*TASK OBJECTIVE*. The expected result is the segment of the entries that begins with the line containing "Query: person's arm" and ends with the last line, copied verbatim.

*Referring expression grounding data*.
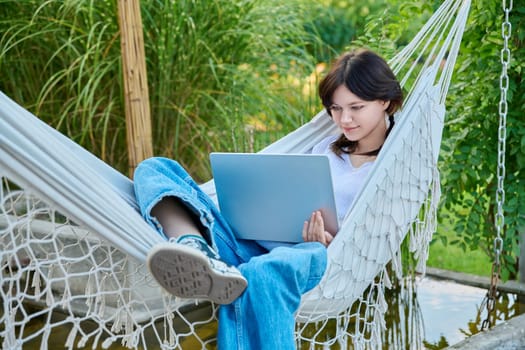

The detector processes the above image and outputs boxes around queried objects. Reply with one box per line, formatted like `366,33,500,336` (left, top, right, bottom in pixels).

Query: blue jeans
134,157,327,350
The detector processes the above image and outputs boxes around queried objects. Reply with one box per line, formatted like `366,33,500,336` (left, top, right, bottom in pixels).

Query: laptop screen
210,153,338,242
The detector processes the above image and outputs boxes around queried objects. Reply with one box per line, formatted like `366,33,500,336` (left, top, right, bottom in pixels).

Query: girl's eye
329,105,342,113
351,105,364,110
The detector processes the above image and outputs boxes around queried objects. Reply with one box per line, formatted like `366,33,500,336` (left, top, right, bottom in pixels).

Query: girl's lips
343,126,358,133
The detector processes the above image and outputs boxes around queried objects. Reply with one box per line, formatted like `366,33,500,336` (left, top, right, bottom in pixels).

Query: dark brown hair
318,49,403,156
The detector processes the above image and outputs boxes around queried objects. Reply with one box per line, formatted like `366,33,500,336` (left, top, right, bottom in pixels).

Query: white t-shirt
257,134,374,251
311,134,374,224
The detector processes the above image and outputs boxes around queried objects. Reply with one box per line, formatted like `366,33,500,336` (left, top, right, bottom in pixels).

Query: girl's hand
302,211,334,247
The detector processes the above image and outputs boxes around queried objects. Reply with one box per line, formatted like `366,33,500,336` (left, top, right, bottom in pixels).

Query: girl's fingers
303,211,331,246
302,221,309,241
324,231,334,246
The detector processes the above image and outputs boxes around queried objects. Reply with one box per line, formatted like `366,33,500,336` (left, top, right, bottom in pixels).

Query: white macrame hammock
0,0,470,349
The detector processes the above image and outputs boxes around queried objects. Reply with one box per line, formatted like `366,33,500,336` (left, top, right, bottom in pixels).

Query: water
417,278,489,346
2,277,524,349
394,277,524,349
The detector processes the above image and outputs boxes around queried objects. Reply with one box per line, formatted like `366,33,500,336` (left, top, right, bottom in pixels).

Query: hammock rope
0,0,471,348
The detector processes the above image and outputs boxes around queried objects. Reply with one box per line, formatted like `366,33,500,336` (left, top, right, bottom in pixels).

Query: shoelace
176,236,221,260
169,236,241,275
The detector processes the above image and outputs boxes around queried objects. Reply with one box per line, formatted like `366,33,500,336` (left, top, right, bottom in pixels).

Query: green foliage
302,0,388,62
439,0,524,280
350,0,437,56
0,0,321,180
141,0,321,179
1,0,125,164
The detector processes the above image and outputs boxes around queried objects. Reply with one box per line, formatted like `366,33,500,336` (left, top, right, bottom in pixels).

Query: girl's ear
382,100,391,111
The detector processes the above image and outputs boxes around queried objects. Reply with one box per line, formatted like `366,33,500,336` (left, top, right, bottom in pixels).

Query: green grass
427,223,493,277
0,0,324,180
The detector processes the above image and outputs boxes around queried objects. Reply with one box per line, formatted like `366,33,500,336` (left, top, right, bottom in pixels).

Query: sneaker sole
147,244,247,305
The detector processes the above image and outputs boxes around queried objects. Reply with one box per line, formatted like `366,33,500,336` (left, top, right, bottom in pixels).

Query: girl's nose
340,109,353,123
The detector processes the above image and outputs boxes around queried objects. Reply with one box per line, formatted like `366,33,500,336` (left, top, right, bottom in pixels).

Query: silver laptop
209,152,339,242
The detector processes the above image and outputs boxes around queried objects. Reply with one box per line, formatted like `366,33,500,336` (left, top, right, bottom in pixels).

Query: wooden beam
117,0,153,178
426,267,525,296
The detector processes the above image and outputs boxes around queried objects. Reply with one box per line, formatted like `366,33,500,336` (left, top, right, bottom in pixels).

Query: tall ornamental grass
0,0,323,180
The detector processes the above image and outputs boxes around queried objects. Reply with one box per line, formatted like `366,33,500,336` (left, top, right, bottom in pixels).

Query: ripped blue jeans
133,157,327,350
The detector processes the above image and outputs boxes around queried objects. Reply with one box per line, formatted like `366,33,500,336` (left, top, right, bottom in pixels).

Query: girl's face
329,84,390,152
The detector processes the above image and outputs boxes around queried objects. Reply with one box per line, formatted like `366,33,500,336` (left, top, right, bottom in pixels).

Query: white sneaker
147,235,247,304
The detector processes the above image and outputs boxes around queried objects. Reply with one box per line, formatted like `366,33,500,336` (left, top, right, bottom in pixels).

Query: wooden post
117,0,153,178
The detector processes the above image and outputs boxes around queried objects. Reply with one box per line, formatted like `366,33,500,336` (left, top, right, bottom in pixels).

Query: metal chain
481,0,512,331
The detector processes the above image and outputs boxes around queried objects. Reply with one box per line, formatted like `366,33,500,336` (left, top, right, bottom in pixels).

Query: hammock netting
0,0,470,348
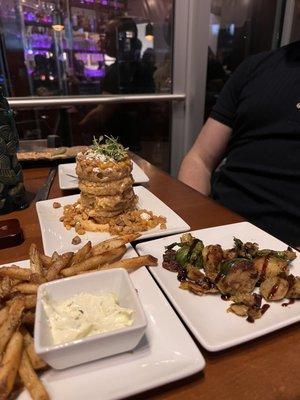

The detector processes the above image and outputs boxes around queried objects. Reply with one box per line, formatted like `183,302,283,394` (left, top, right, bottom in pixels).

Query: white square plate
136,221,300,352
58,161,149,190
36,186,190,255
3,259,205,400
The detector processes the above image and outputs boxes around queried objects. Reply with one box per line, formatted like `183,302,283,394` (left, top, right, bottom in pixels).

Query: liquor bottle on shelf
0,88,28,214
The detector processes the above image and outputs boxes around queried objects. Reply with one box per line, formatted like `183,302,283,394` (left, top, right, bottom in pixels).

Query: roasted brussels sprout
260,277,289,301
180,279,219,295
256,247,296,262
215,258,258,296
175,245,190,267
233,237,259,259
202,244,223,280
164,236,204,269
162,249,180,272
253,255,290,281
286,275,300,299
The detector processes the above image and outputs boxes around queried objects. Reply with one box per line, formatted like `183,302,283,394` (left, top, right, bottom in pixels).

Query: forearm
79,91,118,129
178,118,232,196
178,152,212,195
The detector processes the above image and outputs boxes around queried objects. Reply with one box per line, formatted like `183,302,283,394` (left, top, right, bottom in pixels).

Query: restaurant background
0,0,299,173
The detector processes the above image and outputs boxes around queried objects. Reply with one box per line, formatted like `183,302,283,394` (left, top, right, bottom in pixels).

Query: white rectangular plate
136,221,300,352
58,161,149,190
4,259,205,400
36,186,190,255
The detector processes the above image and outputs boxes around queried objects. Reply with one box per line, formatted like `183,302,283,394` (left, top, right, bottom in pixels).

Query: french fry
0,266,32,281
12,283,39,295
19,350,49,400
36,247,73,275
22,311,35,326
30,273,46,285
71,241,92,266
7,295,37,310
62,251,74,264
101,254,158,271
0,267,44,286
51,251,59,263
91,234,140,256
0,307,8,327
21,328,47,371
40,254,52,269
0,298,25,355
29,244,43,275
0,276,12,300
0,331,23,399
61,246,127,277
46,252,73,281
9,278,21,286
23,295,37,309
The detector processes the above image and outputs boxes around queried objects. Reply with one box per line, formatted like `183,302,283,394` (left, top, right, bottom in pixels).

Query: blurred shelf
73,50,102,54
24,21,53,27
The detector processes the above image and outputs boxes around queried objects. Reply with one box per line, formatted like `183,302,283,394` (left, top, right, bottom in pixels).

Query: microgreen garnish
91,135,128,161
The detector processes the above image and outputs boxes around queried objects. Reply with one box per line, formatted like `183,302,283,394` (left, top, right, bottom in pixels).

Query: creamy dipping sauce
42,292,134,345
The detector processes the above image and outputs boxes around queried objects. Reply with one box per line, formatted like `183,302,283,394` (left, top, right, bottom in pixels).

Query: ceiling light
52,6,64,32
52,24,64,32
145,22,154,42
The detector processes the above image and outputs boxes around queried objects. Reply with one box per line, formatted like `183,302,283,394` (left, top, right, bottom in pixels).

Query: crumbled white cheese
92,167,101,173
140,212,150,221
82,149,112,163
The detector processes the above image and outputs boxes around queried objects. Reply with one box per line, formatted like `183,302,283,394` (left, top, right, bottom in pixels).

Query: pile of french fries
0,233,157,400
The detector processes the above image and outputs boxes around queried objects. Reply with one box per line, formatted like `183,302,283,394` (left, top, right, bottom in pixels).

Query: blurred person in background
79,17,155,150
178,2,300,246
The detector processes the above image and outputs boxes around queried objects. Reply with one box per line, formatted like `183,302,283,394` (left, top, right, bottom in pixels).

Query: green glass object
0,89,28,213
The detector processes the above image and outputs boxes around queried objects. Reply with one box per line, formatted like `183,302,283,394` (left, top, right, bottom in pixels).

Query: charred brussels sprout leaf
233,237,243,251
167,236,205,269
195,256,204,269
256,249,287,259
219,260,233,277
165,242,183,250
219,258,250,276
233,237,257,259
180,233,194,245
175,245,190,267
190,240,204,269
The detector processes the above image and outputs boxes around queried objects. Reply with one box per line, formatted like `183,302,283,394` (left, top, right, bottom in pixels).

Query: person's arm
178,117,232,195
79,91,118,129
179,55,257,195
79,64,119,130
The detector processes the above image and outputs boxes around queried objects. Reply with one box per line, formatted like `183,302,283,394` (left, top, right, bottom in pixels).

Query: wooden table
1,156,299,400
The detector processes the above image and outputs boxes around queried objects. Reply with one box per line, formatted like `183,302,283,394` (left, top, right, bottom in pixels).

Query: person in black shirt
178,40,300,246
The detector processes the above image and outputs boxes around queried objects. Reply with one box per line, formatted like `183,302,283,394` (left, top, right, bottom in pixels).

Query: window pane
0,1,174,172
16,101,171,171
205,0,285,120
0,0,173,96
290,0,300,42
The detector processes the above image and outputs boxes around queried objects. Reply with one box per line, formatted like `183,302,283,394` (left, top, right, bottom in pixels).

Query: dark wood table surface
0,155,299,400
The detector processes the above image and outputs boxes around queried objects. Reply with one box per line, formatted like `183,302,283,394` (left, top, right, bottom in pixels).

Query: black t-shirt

*TASK RESULT*.
Query: person's arm
178,117,232,195
79,91,118,129
179,55,257,195
79,64,119,130
The detector processes the above image and outputs boxes around queried objects. Reply with one box per line, formatted like `183,302,283,394` (left, top, right, bottom in pixels).

Query: wooden table
1,156,299,400
The detector processes the above image and outputs boxes around queried objects. Reply with one box per line, formatted like `183,302,283,394` (left, top, right, bottom in pixels).

Query: person in black shirt
178,40,300,246
The detector processes the above image and outputs boxes around queried objects. Reply with one box per line, formatted like `183,302,283,394` (left, top, right, bottom in pixels).

Query: window pane
0,1,174,172
16,101,171,171
205,0,285,120
0,0,173,96
290,0,300,42
The detector processes the above image and outputs boxes around queried objects. Reply with one box per line, formatted like `183,302,283,394` (left, top, right, bottom in pixels).

Query: dark wood table surface
0,155,299,400
The detector processes the above image and outputs boxes around queried objects. Reply with one box per line, formatted like `183,302,283,394` (left, top, right, bottom in pixels).

Query: black t-shirt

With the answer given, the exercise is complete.